[Selected passage]
Charles March – Nature Translated




Charles March marks his return to photography with this exhibition at the Bermondsey Project
Space. The theme of the exhibition, which is called ‘Nature Translated’, is about “the way
that art transmutes nature and nature transmutes art”, says Edward Lucie-Smith, well known
art critic, writer and poet who is curating the show. The gallery, a former warehouse in
Bermondsey, is managed by Crisis, the national charity for single homeless people. “Crisis
does invaluable work giving vulnerable and overlooked members of society the opportunity to
nurture creative talents. It draws attention to the immeasurable effect that the arts can have
on our lives”, says Julia Peyton – Jones, curator of the Serpentine Gallery.
Charles March first started taking photographs seriously at the age of twelve. In his late teens, he had an
apprenticeship with Stanley Kubrick, working on the film Barry Lyndon. Following that, he spent a period as
a documentary photographer in Africa. He then became, under the name Charles Settrington, a leading
advertising photographer, exploring means of image making that took photographic technology to its
limits. At the conclusion of this period, family responsibilities intervened and he took on the mantle of
running the Goodwood Estate in West Sussex, which is famous for its sporting events. He now at last feels
free to explore a medium he has always loved in a new way and with a greater degree of freedom than he
was able to enjoy previously.

[Written instruction 1]
In the Nature Translated text, who is curating the exhibition?
[Written instruction 2]
Render this sentence from the Nature Translated text in French: "Charles March first started taking photographs seriously at the age of twelve."
[Written instruction 3]
Carry on the Nature Translated text from its last sentence.

[Collected material]

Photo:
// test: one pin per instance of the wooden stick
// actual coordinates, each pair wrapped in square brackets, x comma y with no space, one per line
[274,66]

[Task response 1]
Edward Lucie-Smith

[Task response 2]
Charles March a commencé à prendre des photos sérieusement à l'âge de douze ans.

[Task response 3]
“This new series of large scale images in black and white and colour, employs his chosen medium with
extreme boldness and originality. Some people will be reminded of traditional Chinese ink paintings. Others
of the ‘colour beginnings’ made by the great English landscape painter J.M.W.Turner, which are both a
pinnacle of British romanticism and yet are also forerunners of aspects of American Abstract
Expressionism”, says Lucie- Smith.“Through this new work, Charles March expresses a profound feeling for
nature. He also insists through these images, that it is the function of any artistic medium, even
photography with its long established reputation for literalism, to translate and transform what the artist
sees so that it becomes an unmistakable personal statement”.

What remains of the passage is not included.